Exercise instructions
Please pick out every line below that contains the string "boot". Case counts.

Stored data:
- - - -

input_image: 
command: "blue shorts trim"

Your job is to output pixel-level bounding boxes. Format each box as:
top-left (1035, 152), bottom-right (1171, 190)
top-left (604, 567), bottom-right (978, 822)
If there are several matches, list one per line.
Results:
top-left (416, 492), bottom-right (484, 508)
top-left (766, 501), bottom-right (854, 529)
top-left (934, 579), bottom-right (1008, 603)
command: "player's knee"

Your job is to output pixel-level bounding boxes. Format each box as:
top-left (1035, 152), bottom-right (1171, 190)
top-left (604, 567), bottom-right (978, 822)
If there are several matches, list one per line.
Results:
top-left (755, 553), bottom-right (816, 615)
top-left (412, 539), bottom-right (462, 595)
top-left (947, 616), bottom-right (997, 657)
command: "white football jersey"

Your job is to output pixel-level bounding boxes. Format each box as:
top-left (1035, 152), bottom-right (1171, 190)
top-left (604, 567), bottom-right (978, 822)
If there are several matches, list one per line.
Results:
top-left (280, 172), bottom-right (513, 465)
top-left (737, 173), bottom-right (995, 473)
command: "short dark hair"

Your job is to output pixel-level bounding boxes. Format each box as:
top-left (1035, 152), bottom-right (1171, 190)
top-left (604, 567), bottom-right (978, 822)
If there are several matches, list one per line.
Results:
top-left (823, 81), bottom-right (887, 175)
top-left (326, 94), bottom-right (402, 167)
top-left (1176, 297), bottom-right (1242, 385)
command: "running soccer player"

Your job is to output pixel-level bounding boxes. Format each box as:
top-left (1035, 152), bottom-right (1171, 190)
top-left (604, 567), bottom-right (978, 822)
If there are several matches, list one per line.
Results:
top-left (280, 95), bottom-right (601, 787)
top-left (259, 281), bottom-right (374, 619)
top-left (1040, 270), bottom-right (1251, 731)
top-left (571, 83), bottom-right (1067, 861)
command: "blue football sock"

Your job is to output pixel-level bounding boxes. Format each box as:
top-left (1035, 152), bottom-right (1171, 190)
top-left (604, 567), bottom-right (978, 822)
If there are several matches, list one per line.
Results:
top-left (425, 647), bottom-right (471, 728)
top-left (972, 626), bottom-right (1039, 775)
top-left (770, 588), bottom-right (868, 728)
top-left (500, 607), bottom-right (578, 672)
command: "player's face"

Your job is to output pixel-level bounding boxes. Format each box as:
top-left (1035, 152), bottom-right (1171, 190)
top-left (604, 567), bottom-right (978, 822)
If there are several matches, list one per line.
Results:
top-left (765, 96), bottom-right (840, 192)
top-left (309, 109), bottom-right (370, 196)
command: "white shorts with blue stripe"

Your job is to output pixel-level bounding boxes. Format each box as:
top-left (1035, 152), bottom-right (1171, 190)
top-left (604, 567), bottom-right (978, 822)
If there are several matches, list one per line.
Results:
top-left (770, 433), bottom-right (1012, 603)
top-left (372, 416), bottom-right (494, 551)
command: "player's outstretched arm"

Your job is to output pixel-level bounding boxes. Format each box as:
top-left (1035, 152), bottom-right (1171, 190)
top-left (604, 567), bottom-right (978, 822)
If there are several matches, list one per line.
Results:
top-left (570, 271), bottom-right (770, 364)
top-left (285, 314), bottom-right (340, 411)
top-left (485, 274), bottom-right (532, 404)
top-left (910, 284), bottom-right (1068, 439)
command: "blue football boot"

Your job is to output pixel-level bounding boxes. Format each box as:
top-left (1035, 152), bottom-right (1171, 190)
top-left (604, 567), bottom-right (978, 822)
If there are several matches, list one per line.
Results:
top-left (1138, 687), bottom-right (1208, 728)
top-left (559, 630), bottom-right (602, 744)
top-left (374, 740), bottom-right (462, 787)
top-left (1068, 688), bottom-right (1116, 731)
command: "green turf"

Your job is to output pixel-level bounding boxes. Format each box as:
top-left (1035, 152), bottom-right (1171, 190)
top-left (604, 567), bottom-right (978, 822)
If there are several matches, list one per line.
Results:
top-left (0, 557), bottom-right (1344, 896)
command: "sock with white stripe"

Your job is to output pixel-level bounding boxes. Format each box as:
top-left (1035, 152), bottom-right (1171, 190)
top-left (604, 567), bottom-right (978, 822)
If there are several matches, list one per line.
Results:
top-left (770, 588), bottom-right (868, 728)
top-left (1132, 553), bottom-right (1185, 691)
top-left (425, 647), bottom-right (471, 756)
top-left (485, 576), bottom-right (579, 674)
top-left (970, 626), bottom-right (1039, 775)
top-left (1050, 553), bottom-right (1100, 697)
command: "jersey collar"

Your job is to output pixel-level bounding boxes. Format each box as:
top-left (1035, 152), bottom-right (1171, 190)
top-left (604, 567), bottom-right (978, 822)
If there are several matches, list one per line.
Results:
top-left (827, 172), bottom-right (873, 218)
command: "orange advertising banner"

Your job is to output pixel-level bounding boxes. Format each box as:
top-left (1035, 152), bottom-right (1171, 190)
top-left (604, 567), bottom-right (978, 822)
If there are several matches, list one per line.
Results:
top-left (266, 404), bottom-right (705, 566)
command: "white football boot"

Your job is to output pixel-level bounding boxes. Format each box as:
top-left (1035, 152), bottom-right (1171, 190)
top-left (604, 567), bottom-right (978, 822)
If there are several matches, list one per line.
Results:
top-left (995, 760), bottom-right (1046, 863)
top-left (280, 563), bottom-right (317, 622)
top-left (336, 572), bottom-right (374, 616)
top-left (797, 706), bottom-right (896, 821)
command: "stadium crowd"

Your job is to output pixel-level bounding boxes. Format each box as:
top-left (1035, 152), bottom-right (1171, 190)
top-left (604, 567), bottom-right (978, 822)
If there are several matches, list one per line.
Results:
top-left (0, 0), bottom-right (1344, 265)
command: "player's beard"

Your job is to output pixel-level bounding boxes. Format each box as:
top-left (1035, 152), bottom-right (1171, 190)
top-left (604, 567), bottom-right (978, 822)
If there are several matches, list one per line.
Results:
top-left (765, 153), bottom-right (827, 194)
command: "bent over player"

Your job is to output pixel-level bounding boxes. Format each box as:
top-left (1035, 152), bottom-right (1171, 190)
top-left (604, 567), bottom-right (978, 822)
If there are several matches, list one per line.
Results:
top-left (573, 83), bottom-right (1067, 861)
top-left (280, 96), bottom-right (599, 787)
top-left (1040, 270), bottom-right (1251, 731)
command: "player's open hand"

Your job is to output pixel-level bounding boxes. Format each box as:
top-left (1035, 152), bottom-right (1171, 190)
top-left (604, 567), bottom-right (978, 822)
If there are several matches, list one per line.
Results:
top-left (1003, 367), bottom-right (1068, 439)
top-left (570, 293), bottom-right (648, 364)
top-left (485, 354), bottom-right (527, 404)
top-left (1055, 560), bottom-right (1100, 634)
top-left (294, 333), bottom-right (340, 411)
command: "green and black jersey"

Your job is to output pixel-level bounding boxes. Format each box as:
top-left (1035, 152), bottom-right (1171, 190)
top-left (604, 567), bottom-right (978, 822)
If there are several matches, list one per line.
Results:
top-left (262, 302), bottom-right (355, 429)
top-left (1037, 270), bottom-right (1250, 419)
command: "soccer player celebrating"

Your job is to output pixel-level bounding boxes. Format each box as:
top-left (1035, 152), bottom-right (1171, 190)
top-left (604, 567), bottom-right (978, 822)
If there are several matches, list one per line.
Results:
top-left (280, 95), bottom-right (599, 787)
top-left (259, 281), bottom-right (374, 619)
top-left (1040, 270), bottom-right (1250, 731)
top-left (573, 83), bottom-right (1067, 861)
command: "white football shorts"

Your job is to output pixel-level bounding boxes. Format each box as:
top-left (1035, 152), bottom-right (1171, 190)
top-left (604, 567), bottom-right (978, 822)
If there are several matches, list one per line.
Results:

- - - -

The solution
command: "blue football boot"
command: "white football boot"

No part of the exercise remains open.